Employee experience software is a category of HR and people-ops tools that collects employee feedback across the lifecycle, turns it into analytics, and helps managers act on it to improve engagement and retention.
Think of it as the connective tissue between what employees feel and what the organization does about it. A standalone survey tool measures. An employee experience platform measures, analyzes, and routes the insight to someone who can change the outcome.
The category spans a few core capability groups:
- Surveys and listening: pulse surveys, lifecycle surveys, onboarding and exit feedback, always-on comment channels, and continuous listening that replaces the once-a-year snapshot
- Analytics and insight: sentiment analysis, trend tracking, benchmarking, retention analytics, and in stronger platforms, predictive attrition modeling
- Action planning and manager actioning: dashboards, recommended actions, goal tracking, and accountability so feedback does not die in a spreadsheet
- Lifecycle management: structured listening at hire, ramp, milestones, and exit, so you understand experience at every stage
- Engagement and workplace communications: recognition, internal comms, communities, and content that reach a mobile and hybrid workforce
- Integrations: HRIS integrations, identity, collaboration tools, and analytics platforms that let data flow and trigger action
The line between an employee experience platform and a narrow employee survey tool is action. The best platforms make the path from feedback to intervention short, owned, and measurable. Strong analytics that drive ROI are what separate a tool that reports from a tool that changes outcomes.
When to use employee experience software
Not every organization needs the full stack on day one. Here is how to pattern-match your situation to the category.
Fixing low response and weak feedback loops
If your annual review is the only time you hear from employees, you are missing most of the signal. Sentiment shifts in weeks, not years. Pulse surveys and continuous listening catch problems early, while there is still time to act. This matters most when response rates are low and managers have no structured way to follow up. The fix is not more surveys. It is shorter feedback loops paired with manager actioning, so a flagged comment becomes a conversation instead of a data point. A good employee feedback platform closes that gap by routing insight to the person who owns the relationship.
------------------------
### [Set task 1]
Name the core capability groups listed in the overview of employee experience software.
The text and the entries come from unrelated sources.

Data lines
------------------------
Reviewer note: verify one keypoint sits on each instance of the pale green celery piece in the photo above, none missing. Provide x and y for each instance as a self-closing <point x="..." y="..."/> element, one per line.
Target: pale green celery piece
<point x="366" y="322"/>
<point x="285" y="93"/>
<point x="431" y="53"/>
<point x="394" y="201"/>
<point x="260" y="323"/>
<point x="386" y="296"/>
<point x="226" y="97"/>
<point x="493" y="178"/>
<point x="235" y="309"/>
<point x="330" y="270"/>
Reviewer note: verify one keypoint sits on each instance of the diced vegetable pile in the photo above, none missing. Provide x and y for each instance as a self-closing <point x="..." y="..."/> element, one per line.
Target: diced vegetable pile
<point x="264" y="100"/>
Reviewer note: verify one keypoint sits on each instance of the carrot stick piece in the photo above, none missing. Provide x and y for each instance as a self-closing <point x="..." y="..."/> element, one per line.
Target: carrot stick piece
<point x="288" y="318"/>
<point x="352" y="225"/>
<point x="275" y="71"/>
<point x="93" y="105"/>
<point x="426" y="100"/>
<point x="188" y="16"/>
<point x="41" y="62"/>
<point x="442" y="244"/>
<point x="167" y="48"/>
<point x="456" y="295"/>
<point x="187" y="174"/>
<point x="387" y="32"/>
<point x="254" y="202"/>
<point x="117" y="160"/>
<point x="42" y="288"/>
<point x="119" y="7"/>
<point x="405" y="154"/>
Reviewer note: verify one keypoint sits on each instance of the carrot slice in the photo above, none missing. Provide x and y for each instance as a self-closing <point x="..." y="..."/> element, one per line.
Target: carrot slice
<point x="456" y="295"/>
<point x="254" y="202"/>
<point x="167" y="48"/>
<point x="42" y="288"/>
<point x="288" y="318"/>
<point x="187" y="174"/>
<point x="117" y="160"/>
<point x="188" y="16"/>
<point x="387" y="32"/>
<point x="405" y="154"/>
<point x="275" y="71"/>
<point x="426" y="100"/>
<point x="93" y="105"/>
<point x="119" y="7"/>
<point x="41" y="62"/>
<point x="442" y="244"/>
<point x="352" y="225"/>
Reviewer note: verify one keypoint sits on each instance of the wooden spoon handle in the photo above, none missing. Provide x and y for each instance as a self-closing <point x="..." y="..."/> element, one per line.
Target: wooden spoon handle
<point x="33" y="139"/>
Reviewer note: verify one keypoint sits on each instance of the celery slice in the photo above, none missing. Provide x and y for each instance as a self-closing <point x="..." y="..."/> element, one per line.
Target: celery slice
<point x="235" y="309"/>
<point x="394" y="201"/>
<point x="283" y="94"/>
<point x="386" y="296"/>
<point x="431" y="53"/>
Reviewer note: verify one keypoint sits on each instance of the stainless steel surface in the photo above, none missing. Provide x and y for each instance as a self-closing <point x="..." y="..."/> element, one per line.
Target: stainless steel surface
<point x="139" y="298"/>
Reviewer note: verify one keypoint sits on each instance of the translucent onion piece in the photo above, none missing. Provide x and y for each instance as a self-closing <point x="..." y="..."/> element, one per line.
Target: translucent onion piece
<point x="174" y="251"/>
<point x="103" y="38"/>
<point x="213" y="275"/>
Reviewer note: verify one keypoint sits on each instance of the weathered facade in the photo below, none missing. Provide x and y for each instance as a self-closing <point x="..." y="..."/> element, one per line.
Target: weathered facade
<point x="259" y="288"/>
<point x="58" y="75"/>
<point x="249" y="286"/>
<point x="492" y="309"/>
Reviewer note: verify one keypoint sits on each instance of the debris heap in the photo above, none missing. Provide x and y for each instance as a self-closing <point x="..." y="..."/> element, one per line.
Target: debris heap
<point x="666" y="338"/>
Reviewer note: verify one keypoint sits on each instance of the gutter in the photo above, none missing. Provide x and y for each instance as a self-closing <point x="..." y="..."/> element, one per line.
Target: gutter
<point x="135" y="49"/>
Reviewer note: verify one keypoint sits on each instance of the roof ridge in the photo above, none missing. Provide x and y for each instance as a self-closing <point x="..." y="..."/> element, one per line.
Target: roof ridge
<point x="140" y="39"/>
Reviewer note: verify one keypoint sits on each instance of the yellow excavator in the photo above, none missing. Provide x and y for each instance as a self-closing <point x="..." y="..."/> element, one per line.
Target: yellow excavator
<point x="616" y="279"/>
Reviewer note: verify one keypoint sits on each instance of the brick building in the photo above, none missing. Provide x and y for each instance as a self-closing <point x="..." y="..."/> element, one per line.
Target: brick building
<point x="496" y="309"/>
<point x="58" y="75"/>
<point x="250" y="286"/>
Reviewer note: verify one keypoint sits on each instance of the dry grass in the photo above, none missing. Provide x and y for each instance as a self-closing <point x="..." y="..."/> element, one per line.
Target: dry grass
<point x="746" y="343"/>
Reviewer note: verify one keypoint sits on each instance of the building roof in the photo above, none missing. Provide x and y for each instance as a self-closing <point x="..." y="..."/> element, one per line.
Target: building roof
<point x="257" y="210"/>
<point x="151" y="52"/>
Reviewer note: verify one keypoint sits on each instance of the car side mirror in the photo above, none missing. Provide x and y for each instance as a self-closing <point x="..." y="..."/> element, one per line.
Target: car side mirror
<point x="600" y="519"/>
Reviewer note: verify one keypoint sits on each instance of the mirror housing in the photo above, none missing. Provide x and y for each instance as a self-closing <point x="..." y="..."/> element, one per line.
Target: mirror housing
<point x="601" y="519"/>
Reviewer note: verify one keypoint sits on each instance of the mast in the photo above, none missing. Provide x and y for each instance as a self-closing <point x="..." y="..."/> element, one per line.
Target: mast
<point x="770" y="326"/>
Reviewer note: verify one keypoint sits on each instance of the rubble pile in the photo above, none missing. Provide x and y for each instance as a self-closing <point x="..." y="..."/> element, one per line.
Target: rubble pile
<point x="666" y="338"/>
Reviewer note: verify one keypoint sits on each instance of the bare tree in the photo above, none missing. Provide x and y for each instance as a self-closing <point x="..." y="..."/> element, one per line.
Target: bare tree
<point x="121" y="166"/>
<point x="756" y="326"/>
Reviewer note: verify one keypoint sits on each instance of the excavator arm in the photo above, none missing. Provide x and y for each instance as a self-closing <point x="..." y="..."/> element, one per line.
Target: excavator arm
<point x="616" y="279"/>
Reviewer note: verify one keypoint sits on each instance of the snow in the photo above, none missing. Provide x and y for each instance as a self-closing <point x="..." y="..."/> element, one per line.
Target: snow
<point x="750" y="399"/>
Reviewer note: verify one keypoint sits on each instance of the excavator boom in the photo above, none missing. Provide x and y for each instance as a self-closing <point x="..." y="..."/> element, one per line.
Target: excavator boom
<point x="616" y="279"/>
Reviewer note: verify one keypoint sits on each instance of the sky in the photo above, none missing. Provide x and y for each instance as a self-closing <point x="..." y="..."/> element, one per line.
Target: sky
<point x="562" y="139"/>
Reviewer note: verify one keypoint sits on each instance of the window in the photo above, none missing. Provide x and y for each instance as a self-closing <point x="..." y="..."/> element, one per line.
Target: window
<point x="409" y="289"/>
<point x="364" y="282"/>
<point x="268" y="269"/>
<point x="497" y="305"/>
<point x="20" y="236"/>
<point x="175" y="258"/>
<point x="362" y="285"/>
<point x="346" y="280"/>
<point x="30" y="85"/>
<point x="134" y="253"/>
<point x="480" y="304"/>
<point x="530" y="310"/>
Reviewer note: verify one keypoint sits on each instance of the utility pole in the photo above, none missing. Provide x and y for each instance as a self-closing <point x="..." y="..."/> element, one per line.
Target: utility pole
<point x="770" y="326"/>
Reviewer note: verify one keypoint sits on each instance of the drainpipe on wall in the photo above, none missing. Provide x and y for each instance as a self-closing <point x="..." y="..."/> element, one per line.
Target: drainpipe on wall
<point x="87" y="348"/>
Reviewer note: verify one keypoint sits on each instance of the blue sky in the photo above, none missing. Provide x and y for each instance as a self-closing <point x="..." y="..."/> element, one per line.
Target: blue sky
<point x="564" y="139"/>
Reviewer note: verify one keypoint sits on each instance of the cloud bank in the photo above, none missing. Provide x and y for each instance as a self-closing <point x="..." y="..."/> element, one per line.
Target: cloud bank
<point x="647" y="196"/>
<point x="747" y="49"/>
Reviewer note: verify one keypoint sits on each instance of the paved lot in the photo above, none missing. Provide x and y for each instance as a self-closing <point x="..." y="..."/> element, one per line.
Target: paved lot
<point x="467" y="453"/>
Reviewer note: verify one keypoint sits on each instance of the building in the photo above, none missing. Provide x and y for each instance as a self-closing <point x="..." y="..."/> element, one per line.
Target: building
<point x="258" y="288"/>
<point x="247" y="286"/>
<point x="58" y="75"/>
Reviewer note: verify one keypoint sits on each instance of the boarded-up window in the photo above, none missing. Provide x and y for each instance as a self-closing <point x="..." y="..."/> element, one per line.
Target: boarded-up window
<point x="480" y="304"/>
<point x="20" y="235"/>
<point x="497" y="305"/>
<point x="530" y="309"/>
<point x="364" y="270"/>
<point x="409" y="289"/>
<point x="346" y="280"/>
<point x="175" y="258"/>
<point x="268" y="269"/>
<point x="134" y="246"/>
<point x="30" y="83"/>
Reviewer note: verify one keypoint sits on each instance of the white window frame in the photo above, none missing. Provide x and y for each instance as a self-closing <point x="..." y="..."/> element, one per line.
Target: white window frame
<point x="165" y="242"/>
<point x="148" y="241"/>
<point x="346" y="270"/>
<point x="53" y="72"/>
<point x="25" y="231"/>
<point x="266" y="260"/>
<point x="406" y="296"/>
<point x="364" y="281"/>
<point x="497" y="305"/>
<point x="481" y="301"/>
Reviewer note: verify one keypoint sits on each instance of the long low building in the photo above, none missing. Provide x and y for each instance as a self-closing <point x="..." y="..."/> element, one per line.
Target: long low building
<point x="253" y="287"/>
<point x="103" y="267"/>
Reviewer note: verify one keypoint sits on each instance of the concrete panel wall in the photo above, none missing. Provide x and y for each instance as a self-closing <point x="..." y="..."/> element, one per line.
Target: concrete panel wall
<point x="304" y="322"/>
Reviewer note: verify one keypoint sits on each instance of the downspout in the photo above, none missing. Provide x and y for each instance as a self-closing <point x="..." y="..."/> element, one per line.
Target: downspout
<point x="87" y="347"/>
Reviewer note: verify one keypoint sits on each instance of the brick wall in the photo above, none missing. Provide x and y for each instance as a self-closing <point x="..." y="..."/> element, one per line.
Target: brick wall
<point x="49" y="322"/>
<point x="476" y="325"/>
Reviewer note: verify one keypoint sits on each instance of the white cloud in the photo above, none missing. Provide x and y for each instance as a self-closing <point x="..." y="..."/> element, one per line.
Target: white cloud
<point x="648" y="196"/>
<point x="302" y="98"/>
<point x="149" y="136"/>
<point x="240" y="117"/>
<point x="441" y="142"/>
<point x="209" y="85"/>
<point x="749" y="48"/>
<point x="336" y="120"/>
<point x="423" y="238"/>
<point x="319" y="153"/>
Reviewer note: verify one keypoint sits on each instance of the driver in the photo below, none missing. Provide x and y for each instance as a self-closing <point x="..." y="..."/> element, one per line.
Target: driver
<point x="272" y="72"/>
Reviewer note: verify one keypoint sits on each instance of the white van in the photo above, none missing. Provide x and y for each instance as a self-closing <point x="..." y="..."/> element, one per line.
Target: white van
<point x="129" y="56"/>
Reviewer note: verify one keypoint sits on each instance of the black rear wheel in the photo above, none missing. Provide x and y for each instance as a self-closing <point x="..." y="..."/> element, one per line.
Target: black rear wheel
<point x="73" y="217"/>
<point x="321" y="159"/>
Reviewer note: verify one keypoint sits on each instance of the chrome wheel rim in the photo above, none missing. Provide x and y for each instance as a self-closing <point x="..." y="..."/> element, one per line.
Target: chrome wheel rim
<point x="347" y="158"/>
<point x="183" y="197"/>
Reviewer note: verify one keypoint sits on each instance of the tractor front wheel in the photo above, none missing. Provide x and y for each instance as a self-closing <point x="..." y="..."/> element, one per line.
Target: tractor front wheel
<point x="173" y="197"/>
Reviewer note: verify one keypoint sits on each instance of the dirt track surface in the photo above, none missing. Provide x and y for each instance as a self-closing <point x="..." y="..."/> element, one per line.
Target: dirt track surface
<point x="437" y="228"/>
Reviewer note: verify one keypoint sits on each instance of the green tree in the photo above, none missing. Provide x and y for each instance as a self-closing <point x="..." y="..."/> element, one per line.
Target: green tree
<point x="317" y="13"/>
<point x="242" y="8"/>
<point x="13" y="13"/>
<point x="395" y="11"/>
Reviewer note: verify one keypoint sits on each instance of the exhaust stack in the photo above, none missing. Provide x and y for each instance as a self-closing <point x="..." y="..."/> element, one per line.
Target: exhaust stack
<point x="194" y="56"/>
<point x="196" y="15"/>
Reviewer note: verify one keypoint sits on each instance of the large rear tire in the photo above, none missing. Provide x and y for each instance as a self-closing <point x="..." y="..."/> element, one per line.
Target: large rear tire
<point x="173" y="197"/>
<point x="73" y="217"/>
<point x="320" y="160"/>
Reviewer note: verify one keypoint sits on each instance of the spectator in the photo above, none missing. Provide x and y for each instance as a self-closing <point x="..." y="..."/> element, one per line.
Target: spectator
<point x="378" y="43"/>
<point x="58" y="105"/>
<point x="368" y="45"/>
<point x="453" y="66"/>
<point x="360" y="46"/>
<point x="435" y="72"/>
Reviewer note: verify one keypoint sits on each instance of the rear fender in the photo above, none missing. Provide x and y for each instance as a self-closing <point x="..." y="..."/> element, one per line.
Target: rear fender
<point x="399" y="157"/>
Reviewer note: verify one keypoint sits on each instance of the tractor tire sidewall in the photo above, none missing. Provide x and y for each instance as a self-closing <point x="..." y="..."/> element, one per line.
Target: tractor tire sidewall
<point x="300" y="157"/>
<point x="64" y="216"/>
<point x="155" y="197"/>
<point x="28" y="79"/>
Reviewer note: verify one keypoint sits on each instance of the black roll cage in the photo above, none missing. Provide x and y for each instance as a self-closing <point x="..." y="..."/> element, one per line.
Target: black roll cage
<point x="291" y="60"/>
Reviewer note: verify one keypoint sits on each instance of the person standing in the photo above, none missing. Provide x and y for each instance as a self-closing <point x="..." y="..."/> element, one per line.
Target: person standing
------------------------
### [Set task 2]
Identify every line of the entries that contains the word "tractor", and copy each of those lines in full.

### [Task result 1]
Surveys and listening
Analytics and insight
Action planning and manager actioning
Lifecycle management
Engagement and workplace communications
Integrations

### [Task result 2]
Reviewer note: verify one keypoint sits on each instance of the tractor front wheel in the photo above, none missing. Provide x and y for each instance as a self-closing <point x="..." y="..."/> element, one per line.
Target: tractor front wheel
Reviewer note: verify one keypoint sits on each instance of the tractor tire sidewall in the photo above, none missing. Provide x and y for each instance as a self-closing <point x="..." y="..."/> element, one per line.
Target: tractor tire sidewall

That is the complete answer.